Tasks:
**A.** In the pumpkin text, translate this sentence into Spanish: "The skin should be hard and it should feel heavy for its size."
**B.** Pick up the pumpkin text after its last sentence and continue it in the same style.

WHY WE LOVE IT: Because we also love Halloween! Oct 31st in the northern hemisphere signals the peak of the season, and pumpkins are used to make jack-o-lanterns as well as classic pumpkin pies. Its natural sweetness makes it versatile for use in countless savoury dishes as well as sweet, such as Iranian candied pumpkin. You can eat almost every part too – flesh, seeds, oil from the seeds, leaves, flowers and even the skin in young specimens.
IN SEASON: Although they are available year round, pumpkins are at their best from April through to August.
CHECK IT’S FRESH: when buying pre-cut pumpkin make sure the flesh is not dried out. The skin should be hard and it should feel heavy for its size.
VARIETIES: Butternut pumpkin is actually a squash; it has a finer texture and sweeter flavour so make sure you reduce the amount of sugar in sweet dishes if you’re using this variety. Japanese pumpkin (e.g.Hokkaidoor Kent) is dryer and nuttier in flavour, so it’s perfect for gnocchi and dumplings, while the grey pumpkin (e.g. Queensland Blue) is a great all-rounder.

Data supplied:
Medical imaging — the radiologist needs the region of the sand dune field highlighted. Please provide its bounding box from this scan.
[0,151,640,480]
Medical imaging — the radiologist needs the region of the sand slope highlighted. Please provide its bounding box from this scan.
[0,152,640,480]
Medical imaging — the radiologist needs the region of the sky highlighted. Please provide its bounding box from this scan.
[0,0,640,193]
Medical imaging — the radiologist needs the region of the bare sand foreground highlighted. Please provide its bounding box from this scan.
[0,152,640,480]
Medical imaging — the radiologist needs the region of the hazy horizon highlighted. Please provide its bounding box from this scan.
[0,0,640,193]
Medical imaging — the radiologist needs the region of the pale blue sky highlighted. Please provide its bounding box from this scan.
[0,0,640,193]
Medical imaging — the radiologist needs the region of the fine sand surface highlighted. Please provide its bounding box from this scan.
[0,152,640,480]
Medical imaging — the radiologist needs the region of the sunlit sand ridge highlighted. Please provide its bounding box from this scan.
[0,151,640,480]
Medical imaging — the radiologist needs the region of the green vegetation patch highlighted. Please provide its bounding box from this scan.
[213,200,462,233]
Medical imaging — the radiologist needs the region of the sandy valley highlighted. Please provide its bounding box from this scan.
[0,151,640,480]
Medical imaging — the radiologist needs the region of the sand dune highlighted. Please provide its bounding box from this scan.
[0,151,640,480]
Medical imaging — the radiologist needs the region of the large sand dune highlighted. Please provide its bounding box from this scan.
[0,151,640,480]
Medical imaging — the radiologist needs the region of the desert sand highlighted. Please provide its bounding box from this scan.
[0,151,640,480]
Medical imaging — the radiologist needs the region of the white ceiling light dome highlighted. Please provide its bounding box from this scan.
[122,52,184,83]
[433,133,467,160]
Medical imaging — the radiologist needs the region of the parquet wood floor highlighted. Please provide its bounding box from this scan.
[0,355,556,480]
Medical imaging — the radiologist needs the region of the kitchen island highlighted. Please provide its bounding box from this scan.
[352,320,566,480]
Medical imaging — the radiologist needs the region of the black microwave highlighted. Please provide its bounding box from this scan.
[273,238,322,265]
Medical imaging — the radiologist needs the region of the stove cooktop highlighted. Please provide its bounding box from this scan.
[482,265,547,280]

List of answers:
**A.** La cáscara debe ser dura y debe sentirse pesada para su tamaño.

**B.**
COOKING AND PREP METHODS: Please please please watch your fingers! No one wants a pinkie in their pumpkin soup… Using a large heavy knife, cut the pumpkin in half by inserting the tip of the knife through the stem first. You may need to jimmy it if the knife gets stuck. Remove seeds using a spoon and reserve. Next, ensure the pumpkin is sitting cut side down, flat on the bench to give you stability. Cut the pumpkin into any size you want, and use a small serrated knife to remove the peel. The flesh can be steamed (perfect for mash), roasted (great for intensifying the flavour and caramelising the natural sugars), fried (tempura, anyone?), sautéed or boiled (although we don’t recommend it, as the pumpkin will absorb too much water and the flavour will dilute). The seeds make a delicious snack when roasted. Wash off some of the excess gunk, then boil the seeds in salted water for about 10 minutes. Drain and rinse, then pat dry and coat in some oil and salt (or try seasoning with spices!). Roast at 180C for about 15-20 minutes until golden.
STORE IT: whole pumpkins can last for months and months in a coo, dry place. Once cut, pumpkin will last a week in the fridge.
NOURISHES: pumpkin seeds are full of protein and zinc, and even help to lower cholesterol, while the flesh is full of dietary fibre and beta-carotene antioxidant.
CLASSIC FLAVOUR PAIRINGS: sage, rosemary, nutmeg, apple, almond, goats cheese, chilli, ginger, coriander, cinnamon, cloves, chestnuts
3 WAYS WITH PUMPKIN:
Pumpkin, date and almond scones
Pumpkin and apple soup with toasted pine nuts and creme fraiche
Pumpkin in red curry, topped with some crunchy roasted pumpkin seeds
BUY IT: Every supermarket around Australia
DID YOU KNOW? Pumpkins are actually native to North America, and the world record for the biggest pumpkin ever grown is 822kg!